Extract:
In this matter of hands he sometimes erred in judgment for it is no uncommon thing to find in his pictures a delicate pair of hands attached to the burly figure of a warrior or of a statesman.

It is also related that he frequently entertained his sitters at dinner that he might study their expression when relaxed and not under the strain of sitting for their portraits. Indeed so common was this custom with the artist that it materially increased his expenses.

His price for a half length portrait was sixty pounds sterling and for a full length one hundred pounds.

As the years wore on it became more and more evident that nothing short of a revolution could settle affairs in England. The income of the king fluctuated and at times the royal family were separated, owing to the unsettled condition of affairs. Van Dyck felt keenly the shrinkage in his income. The extravagant habits contracted in more prosperous times still clung to him. In his extremity we find him forgetting the high calling of his art and painting, as Guido Reni had done, hurriedly and carelessly merely for the money.

Worse almost than this we find him stifling in the unsavory odors of the laboratory in the hopeless pursuit of the “philosopher’s stone,” that imaginary element, which, when once produced, would turn all baser metals to shining, precious gold. In our more practical way of looking at things, we cannot help thinking that when he lowered and abused his art he let go the real philosopher’s stone for him and then, in pitiful consciousness of his mighty loss, he sought its substitute in the uncanny recesses of the alchemist’s retorts and crucibles.

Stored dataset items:

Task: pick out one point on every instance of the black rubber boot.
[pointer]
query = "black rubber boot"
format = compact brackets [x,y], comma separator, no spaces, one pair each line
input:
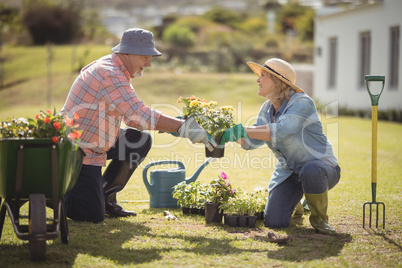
[116,177]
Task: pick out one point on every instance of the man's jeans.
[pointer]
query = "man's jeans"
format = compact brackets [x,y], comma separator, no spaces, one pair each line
[86,201]
[315,177]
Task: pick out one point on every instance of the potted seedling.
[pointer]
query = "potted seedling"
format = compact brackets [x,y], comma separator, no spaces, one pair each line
[215,120]
[220,191]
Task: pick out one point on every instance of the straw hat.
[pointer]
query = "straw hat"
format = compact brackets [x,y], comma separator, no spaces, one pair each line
[138,42]
[279,68]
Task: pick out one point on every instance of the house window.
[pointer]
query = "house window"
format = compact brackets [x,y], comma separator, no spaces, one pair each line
[333,49]
[394,34]
[365,48]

Task item: Extend the passage on Van Dyck, starting after its final sentence. The data were drawn from a source separate from the passage.

Answer below:
Our artist, though a yet a young man, was broken in health and in purse. In the vain effort to recuperate the latter some of his noble friends arranged a marriage for him with Maria Ruthven, a woman of noble family. Such a marriage could hardly be happy for either party and yet we have no evidence that the ill-mated couple were unkind to each other.

They had been married hardly two years when, burdened with disease and disappointment, Van Dyck died just eight days after the birth of his daughter, Justiniana. He was but forty-two years of age and, if we may judge from the quality of the work he left, it was not unreasonable to look to the future for his crowning work.

There was a sumptuous funeral in old St. Paul’s and the artist was laid to rest close beside John of Gaunt in the crypt of the old church. In the confusion that attended the rebuilding of the church in later years, the graves were lost sight of. Years later, in excavating, the plate from Van Dyck’s coffin was found but no further trace of his remains. We can then make no pious pilgrimage to the artist’s grave for his dust is scattered, we know not where. Again, dear reader, in the paraphrased words of another, let me say, “Look not on the man but on his pictures.”